> [TASK TO CARRY OUT]
Write out every line of the records below word for word, including each coordinate pair, and omit the pictures.

> [INFORMATION SHOWN]
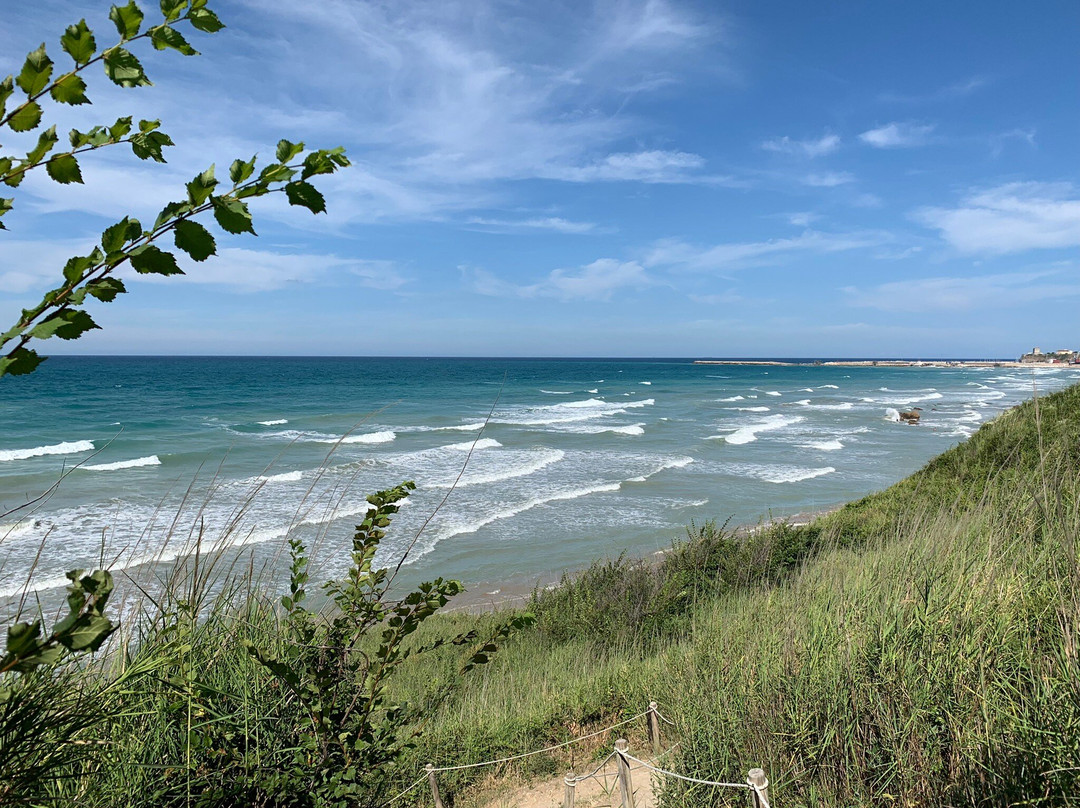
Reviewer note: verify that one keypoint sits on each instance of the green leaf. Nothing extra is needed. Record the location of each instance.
(204, 21)
(194, 240)
(116, 236)
(127, 19)
(19, 362)
(149, 259)
(173, 9)
(287, 150)
(148, 145)
(121, 128)
(241, 171)
(106, 288)
(232, 215)
(7, 88)
(36, 70)
(306, 196)
(65, 323)
(64, 169)
(45, 143)
(123, 68)
(26, 118)
(78, 42)
(201, 187)
(163, 37)
(71, 90)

> [TASK RESULT]
Reviewer note: verify that one keypoint sits on each instance of the green leaf. Nothing extra is needed. Record the location of each instance.
(204, 21)
(194, 240)
(116, 236)
(127, 19)
(19, 362)
(149, 259)
(173, 9)
(287, 150)
(148, 145)
(121, 128)
(241, 171)
(106, 288)
(232, 215)
(7, 88)
(36, 70)
(306, 196)
(65, 323)
(64, 169)
(45, 143)
(123, 68)
(26, 118)
(78, 42)
(201, 187)
(163, 37)
(71, 90)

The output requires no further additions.